Allfabetização

Este postal é - creio - uma fotografia retirada dum dos dois filmes que há dias vi sobre as campanhas de alfabetização, as tais em que eu gostaria de ter participado em Agosto último se ... Esta cena do filme era comovente: uma mulher que até aí não sabia comunicar por escrito, conseguir fazê-lo. A procura das sílabas, o gesto hesitante, o voltar atrás para corrigir ou desenhar melhor a letra !!! Deve ser bestial um tipo descobrir que sabe ler, não achas? (1974)

Escrevivendo e Photoandando

No verão de 1996 resolvi não ir de férias. Não tinha companhia nem dinheiro e não me apetecia ir para o Mindelo. "Fechado" em Setúbal, resolvi escrever um livro de viagens a partir dos meus postais ilustrados que reavera, escritos sobretudo para casa em Luanda ou para a mãe do Rui e da Susana. Finda esta tarefa, o tempo ainda disponível levou me a ler as cartas que reavera [à família] ou estavam em computador e rascunhos ou "abandonos" de outras para recolher mais material, quer para o livro de viagens, quer para outros, com diferente temática.

REQUISITO A: Reproduza da secção do documento tudo o que vai desde "Este postal é" até "não achas? (1974)", inclusive.
A secção do documento e as linhas são materiais independentes entre si.

LINHAS FORNECIDAS:

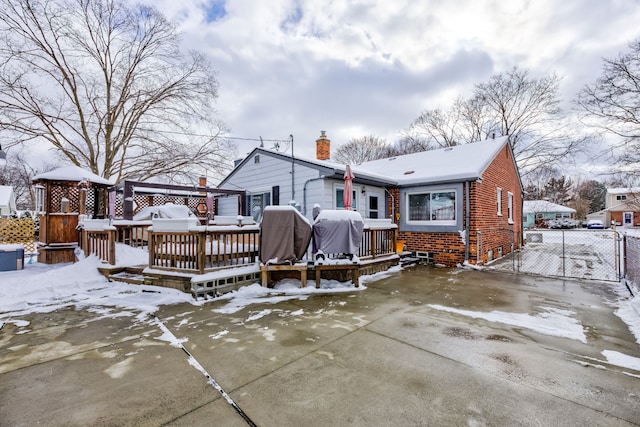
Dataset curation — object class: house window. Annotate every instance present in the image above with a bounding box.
[407,190,456,225]
[369,196,378,219]
[35,184,45,213]
[336,187,358,211]
[247,192,271,222]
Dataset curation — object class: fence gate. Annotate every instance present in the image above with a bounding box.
[496,229,623,281]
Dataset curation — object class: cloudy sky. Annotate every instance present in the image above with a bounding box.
[145,0,640,176]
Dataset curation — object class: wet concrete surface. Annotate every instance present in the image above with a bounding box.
[0,266,640,426]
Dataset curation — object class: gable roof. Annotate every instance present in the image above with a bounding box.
[607,187,640,194]
[354,136,509,185]
[31,166,115,185]
[218,147,395,188]
[220,136,522,188]
[522,200,576,213]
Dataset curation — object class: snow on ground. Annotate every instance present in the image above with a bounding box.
[429,304,587,344]
[0,245,640,358]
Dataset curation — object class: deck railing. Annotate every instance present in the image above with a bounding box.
[358,227,397,259]
[113,220,151,248]
[148,227,260,274]
[80,228,116,265]
[80,223,397,274]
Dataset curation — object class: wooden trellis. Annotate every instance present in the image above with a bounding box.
[0,218,36,253]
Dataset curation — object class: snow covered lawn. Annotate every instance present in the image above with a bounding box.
[492,230,622,281]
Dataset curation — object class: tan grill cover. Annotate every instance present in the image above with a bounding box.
[259,206,312,264]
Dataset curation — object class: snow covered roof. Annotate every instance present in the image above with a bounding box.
[607,187,640,194]
[220,136,508,186]
[0,185,13,206]
[352,136,507,185]
[522,200,576,213]
[32,166,115,185]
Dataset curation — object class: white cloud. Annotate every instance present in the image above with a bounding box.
[105,0,640,169]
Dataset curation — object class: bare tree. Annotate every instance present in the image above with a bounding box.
[474,67,584,174]
[576,39,640,175]
[334,135,390,165]
[407,108,461,149]
[408,67,584,175]
[0,150,55,210]
[0,0,235,180]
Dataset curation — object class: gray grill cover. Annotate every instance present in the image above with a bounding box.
[313,210,364,254]
[259,206,312,264]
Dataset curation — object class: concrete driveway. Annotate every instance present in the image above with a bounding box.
[0,266,640,426]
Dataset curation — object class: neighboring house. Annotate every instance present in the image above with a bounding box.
[0,185,16,217]
[522,200,576,228]
[218,133,523,265]
[605,187,640,227]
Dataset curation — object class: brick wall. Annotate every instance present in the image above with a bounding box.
[605,210,640,226]
[388,142,522,266]
[469,146,522,263]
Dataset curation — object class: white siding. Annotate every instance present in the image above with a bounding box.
[219,153,320,217]
[218,153,388,219]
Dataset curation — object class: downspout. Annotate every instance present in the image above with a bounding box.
[384,187,396,223]
[464,181,470,263]
[302,175,324,216]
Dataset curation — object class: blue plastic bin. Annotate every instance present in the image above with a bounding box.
[0,245,24,271]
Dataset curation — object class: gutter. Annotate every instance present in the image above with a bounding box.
[464,181,470,264]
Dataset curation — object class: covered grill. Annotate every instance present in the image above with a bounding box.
[313,210,364,263]
[259,206,312,264]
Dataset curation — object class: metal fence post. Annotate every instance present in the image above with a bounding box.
[562,230,567,277]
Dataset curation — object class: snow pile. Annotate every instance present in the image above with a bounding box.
[116,243,149,267]
[0,256,193,325]
[212,279,367,314]
[133,203,193,221]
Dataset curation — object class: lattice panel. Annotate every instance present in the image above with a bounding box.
[0,218,36,253]
[87,189,96,218]
[49,185,80,212]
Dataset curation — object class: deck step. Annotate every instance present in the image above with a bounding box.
[109,271,144,285]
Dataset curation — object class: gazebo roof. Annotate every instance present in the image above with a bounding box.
[32,166,115,185]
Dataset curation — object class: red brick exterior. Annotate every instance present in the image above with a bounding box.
[316,132,331,160]
[605,208,640,226]
[388,145,522,266]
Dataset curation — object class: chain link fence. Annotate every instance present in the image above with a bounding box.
[624,233,640,289]
[493,229,624,281]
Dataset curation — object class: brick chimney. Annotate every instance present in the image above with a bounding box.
[316,130,331,160]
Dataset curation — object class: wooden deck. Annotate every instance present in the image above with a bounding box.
[88,223,400,299]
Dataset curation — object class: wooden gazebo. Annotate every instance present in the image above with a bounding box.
[32,166,114,264]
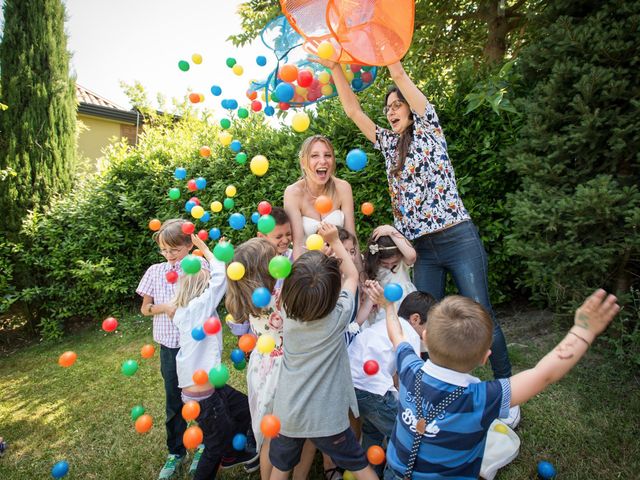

REQUISITO B: Redimensione as linhas desde o início até à linha que contém "[145,0,640,176]", inclusive. Volte a escrevê-las todas, também as que trazem instruções, e multiplique por 1,4 cada coordenada das caixas delimitadoras nas respostas, arredondando ao inteiro mais próximo, com as metades para cima; apresente só essas linhas e deixe as imagens de fora.

RESPOSTA COMPLETA A:
Este postal é - creio - uma fotografia retirada dum dos dois filmes que há dias vi sobre as campanhas de alfabetização, as tais em que eu gostaria de ter participado em Agosto último se ... Esta cena do filme era comovente: uma mulher que até aí não sabia comunicar por escrito, conseguir fazê-lo. A procura das sílabas, o gesto hesitante, o voltar atrás para corrigir ou desenhar melhor a letra !!! Deve ser bestial um tipo descobrir que sabe ler, não achas? (1974)

RESPOSTA COMPLETA B:
Dataset curation — object class: house window. Annotate every instance present in the image above with a bounding box.
[570,266,638,315]
[517,274,529,307]
[49,258,63,298]
[470,262,501,295]
[346,269,379,311]
Dataset curation — object class: fence gate. Annotate every instance present in the image above with a bounding box.
[694,321,872,393]
Dataset curation — object class: cloudy sky. Annotate every instance present in the image above with a bounding box.
[203,0,896,246]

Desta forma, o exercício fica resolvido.